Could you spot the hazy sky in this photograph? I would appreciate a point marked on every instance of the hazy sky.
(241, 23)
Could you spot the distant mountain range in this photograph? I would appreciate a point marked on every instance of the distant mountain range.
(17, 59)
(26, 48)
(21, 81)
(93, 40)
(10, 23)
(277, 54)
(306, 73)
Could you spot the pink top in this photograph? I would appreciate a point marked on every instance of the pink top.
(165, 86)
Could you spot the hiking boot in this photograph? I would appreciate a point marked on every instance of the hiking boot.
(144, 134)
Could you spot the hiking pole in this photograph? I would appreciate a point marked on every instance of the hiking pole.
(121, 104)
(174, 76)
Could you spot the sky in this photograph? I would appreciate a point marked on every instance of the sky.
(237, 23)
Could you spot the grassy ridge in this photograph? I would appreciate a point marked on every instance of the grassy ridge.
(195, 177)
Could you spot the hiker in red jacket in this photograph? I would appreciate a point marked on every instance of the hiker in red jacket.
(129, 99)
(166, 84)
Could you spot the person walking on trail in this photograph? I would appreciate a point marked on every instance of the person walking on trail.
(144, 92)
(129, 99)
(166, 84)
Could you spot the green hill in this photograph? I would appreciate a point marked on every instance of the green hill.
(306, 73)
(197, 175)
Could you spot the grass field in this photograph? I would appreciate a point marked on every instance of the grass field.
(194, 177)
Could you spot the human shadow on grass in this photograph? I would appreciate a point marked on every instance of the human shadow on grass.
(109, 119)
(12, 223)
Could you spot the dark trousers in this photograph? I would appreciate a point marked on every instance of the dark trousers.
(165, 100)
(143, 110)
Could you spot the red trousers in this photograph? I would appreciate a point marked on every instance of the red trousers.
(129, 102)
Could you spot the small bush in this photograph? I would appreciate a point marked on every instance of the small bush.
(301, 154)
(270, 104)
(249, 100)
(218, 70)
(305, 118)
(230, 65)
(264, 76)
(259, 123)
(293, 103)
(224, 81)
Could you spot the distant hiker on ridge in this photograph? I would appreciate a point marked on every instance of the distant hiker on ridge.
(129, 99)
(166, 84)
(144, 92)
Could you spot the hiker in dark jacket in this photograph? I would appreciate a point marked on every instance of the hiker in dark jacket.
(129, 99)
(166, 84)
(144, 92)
◇ ◇ ◇
→ **EXERCISE AIM**
Please express all the entries above as a two-column CSV headed entry_text and answer, with one row per entry. Put each entry's text and its answer in separate quoted fields, with line breaks turned into spaces.

→ **WRITTEN ANSWER**
entry_text,answer
"Could you spot the hazy sky in this photograph? I would appreciate a point marked on every instance of the hazy sky.","(241, 23)"
"Could you spot the distant mountain range in this photograph? I would appreciate a point marked on every instance of the distant mountain range.","(17, 59) (26, 48) (21, 81) (93, 40) (10, 23) (277, 54) (306, 73)"
"Could you spot the pink top in this photograph? I would appreciate a point marked on every instance of the pink top.","(165, 86)"
"Could you spot the hiking boot in this photograph? I would appreciate a point marked on every instance of the hiking boot.","(144, 134)"
"Could you spot the hiking pole in this photograph? I would appreciate a point marked on every instance of the hiking pole.","(121, 104) (174, 76)"
"Could you spot the sky in this photograph? I would appreciate a point marked on every instance of the sky.","(237, 23)"
"Could you spot the grassy ridge in this photograph? I would appreciate a point marked on every instance of the grassy ridge.","(195, 177)"
"Could you spot the hiker in red jacket in this photograph? I would appreciate a point marked on every instance of the hiker in red jacket.","(129, 99) (166, 84)"
"Could you spot the person walking on trail in this photograph? I would appreciate a point marked on every instance of the person walking on trail.","(144, 92) (129, 99) (166, 84)"
"Could you spot the green hill in this photograph? I would appreciate a point marked on every instance of the green hill.","(306, 73) (197, 175)"
"Could you spot the grass field in this photograph? I would appreciate a point marked on every instance of the grass field.","(194, 177)"
"Could you spot the human shadow on grass in this photograph? I would appreciate a point marked on every instance of the human shadow on grass.","(109, 119) (12, 223)"
"Could you spot the dark trousers in this photograph? I would appreciate a point marked on every instance of the dark trousers.","(165, 100) (143, 110)"
"Could you spot the red trousers in this photograph? I would appreciate a point marked on every instance of the red trousers.","(129, 102)"
"Could you spot the small bush in this photograph? I would appreciate a point marked on every instance of the small bush.","(301, 154) (270, 104) (249, 100) (218, 70) (305, 118) (230, 65) (264, 76) (259, 123) (293, 103) (224, 81)"
"Could you spot the distant hiker on ridge in this photograph? I would appreciate a point marked on every instance of the distant hiker on ridge.","(129, 99) (166, 84) (144, 92)"
"Could you spot the hiker in dark jacket in this photograph? I would appreciate a point marked on every instance of the hiker in dark jacket.","(129, 99) (166, 84) (144, 92)"